**所给文本**
==============================

面对女儿的质疑,蓝赞登说,“佩琦,你要支持爸爸,爸爸能够打拼的时间真的不多了,爸爸一辈子下来,就是个劳碌命,让我闲着,等着伸手向你们要钱,我心里更难受。你就支持爸爸吧。“
听了爸爸的话,女儿也没有什么话好说,只能不断地叮嘱爸爸,一定要多注意身体,她和妈妈还有弟弟等着爸爸早日回来。
带着家人的嘱托,蓝赞登再一次搭上了飞往贵州的航班
1996年,一个叫佩琦的服装店,出现在贵阳繁华的中华路上,小店不大,但装修的却很有特色。店里一件件做工考究的衣服,都是蓝赞登亲自从台湾背来的。看着这些服装,蓝赞登的内心似乎平静了不少,他觉得贵阳不仅人多,而且这里的人也非常喜欢新奇的事物,这么漂亮的衣服,销路一定不错,然而,让他意想不到的是,他那些漂亮的衣服却始终无人问津。
事实上,蓝赞登早期的考虑并没有错,房租和员工工资是要省一些,但他恰恰忽略了一点:1996年的贵阳,人均消费水平还比较低,一件衣服的标价超过300元人民币,就基本上无人问津了。怎么办?打折、促销,各种方法蓝赞登都用尽了,还是解决不了问题。

==============================

**原始数据**
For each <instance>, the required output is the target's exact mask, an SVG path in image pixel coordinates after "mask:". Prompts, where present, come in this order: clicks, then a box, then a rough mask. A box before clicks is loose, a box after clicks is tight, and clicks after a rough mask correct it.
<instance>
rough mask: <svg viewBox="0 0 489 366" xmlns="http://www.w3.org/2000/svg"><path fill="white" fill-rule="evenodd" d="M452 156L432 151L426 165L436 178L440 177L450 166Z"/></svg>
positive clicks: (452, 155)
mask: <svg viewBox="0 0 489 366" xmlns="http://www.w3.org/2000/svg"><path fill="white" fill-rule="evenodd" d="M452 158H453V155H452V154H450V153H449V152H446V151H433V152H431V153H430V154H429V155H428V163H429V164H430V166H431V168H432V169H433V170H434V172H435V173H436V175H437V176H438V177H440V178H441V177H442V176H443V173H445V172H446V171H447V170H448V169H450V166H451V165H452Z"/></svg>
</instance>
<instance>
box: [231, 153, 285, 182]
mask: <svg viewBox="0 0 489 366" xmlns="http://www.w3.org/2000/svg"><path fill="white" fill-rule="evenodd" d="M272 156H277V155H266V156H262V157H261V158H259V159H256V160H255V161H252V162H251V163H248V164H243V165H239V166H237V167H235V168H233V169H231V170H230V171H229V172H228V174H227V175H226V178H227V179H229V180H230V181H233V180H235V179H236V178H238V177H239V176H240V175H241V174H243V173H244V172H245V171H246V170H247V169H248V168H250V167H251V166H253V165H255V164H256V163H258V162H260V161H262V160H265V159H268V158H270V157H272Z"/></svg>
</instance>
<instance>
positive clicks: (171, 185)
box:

==============================

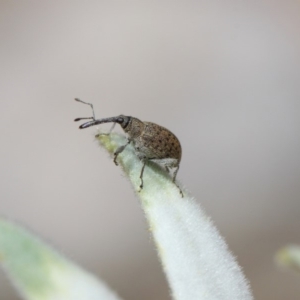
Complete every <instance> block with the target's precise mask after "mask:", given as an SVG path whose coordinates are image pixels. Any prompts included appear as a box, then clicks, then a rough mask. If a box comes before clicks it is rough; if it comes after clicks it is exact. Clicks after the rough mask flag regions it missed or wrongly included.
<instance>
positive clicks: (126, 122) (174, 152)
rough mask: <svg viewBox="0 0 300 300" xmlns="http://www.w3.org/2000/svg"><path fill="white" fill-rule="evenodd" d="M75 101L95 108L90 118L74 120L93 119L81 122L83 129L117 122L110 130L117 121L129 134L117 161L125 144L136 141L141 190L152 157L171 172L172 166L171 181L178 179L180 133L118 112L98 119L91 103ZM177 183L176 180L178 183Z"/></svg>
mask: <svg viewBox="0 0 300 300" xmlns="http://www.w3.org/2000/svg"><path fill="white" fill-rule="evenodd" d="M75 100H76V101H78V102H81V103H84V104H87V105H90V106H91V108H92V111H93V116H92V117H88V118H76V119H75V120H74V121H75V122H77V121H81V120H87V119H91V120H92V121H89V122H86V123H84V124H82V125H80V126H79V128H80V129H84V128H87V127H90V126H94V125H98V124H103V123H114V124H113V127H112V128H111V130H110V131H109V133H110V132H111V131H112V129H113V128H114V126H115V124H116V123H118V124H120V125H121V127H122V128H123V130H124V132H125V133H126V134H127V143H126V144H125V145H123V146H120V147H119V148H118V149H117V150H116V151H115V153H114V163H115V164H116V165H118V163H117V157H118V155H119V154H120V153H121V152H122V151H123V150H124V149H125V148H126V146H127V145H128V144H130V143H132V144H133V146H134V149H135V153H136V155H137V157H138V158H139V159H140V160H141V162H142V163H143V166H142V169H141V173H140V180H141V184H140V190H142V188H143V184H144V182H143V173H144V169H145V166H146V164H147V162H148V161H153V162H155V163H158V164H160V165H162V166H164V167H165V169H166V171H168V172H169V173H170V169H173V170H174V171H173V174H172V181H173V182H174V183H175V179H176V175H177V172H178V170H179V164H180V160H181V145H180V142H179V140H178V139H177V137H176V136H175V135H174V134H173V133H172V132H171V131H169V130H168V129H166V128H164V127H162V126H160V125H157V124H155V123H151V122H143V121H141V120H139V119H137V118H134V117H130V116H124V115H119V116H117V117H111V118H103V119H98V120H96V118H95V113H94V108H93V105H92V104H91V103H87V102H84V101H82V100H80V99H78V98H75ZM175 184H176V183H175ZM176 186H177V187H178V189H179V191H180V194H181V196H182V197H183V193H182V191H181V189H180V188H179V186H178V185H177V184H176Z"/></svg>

==============================

**探究材料**
A: 请从记录中一字不改地摘出从含有“For each <instance>, the”的那一行一直到含有“positive clicks: (452, 155)”的那一行，首尾两行都要包括。
B: 请接着这篇讲蓝赞登在贵阳开服装店的文字往下续写。

**预期输出**
A:
For each <instance>, the required output is the target's exact mask, an SVG path in image pixel coordinates after "mask:". Prompts, where present, come in this order: clicks, then a box, then a rough mask. A box before clicks is loose, a box after clicks is tight, and clicks after a rough mask correct it.
<instance>
rough mask: <svg viewBox="0 0 489 366" xmlns="http://www.w3.org/2000/svg"><path fill="white" fill-rule="evenodd" d="M452 156L432 151L426 165L436 178L440 177L450 166Z"/></svg>
positive clicks: (452, 155)

B:
忙活了半天,蓝赞登并没有赚到钱,为了减少开支,他把自己在贵阳租的房子退掉,搬到一间不足五平方米的地下室里住。地下室阴暗潮湿,他常常感到关节疼痛。极度困苦的生活,让蓝赞登在不到半年的时间里,体重从58公斤减到50公斤。
那时候,蓝赞登在贵阳没有亲人,没有朋友,孤身一人,生意上的不顺根本无处诉说,想给家里打个电话,却又不知该如何说起。可就在这时,台湾的家里也出现了大问题,本来就性格内向的太太,因为蓝赞登长期出门在外,性格更加忧郁,隔三差五就会吃大量的安眠药,这让远在千里之外的蓝赞登十分牵挂。“没办法,我太太经常给我打电话说,她又吃了安眠药,怎么办我也回不去,只好打电话给我女儿。”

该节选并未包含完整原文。